SOURCE TEXT |

== Segment start ==

Another great monthly article by local physical therapist, John Fiore of Sapphire PT. Read ahead if you fall into any of these categories: You’re over the age of 40, you’re a runner or an endurance athlete, you lack in getting the proper amount of rest, or all three. As an ultra runner over the age of 40, John has some great insight on this issue and writes an article about long distance running and the effect on heart health.

Running is associated with health, vitality, youthfulness, and mental well-being. Aerobic exercise in general and running specifically have been shown to lower body weight, decrease diabetes risk, improve circulation, increase bone density, and lower blood pressure and resting heart rate. Do the health benefits of aerobic exercise imply more is better? An increasing number of studies and an excellent article in the August issue of Velo News magazine ( point towards exercise moderation as the key to long-term cardiac health. As a distance runner and cyclist since age 16, reviewing the literature on the subject caught my attention and the goal of this article is one of awareness. While most of the studies included small sample sizes of predominantly male subjects and/or anecdotal evidence, the implications of long-term, high-intensity aerobic exercise cannot be ignored.

== Segment end ==

DATASET RECORDS |
== Segment start ==

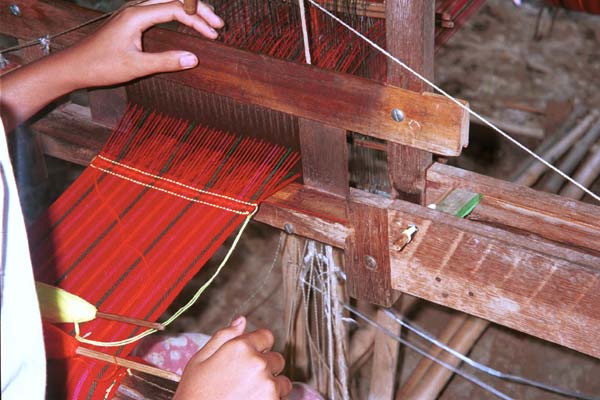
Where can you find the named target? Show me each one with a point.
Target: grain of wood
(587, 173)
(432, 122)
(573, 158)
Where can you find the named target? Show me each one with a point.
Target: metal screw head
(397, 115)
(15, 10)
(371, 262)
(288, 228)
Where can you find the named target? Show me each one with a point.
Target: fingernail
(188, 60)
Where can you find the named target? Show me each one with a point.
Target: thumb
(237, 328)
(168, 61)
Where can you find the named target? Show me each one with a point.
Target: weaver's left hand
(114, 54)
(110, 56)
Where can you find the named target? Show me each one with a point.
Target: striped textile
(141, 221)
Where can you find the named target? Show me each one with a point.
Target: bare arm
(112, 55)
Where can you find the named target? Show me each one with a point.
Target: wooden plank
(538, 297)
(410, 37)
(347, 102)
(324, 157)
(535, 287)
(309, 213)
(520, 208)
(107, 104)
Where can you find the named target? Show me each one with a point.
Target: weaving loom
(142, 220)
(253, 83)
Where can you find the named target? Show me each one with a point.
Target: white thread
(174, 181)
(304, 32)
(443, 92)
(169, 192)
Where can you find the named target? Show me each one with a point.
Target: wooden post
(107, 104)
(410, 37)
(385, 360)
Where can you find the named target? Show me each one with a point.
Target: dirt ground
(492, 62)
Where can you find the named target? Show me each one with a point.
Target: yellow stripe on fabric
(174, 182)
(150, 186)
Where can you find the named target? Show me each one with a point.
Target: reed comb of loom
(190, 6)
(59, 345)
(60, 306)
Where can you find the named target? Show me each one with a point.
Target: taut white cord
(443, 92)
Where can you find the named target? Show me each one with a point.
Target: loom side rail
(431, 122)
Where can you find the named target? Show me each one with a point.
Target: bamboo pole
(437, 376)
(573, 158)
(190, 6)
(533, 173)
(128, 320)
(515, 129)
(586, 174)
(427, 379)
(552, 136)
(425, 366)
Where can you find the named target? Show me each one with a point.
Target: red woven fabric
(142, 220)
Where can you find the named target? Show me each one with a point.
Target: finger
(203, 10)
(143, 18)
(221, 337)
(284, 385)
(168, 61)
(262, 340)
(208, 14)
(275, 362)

== Segment end ==
== Segment start ==

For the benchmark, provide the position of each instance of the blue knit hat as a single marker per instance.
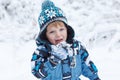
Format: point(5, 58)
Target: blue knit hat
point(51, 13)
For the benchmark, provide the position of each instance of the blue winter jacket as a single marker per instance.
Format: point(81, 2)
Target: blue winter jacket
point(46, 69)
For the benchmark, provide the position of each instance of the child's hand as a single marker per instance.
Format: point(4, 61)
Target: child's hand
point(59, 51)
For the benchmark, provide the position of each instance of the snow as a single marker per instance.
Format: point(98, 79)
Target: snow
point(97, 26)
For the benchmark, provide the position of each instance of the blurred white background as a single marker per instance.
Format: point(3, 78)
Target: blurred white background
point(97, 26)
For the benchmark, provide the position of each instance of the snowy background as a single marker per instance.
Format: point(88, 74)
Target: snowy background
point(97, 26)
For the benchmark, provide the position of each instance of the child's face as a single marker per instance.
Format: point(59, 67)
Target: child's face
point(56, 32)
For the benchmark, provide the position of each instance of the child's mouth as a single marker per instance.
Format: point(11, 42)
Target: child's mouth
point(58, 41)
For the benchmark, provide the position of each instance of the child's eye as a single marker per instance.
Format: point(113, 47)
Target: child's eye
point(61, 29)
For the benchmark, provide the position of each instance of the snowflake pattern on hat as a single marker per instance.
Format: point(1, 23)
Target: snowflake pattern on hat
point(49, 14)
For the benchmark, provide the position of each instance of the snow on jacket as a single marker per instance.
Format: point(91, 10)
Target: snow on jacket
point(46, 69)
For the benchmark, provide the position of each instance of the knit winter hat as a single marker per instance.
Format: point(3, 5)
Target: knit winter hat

== Segment end ==

EXERCISE GOAL |
Retype the passage of the running and heart health article from "Running is associated" up to and including "cannot be ignored.".

ANSWER TO THIS PROBLEM |
Running is associated with health, vitality, youthfulness, and mental well-being. Aerobic exercise in general and running specifically have been shown to lower body weight, decrease diabetes risk, improve circulation, increase bone density, and lower blood pressure and resting heart rate. Do the health benefits of aerobic exercise imply more is better? An increasing number of studies and an excellent article in the August issue of Velo News magazine ( point towards exercise moderation as the key to long-term cardiac health. As a distance runner and cyclist since age 16, reviewing the literature on the subject caught my attention and the goal of this article is one of awareness. While most of the studies included small sample sizes of predominantly male subjects and/or anecdotal evidence, the implications of long-term, high-intensity aerobic exercise cannot be ignored.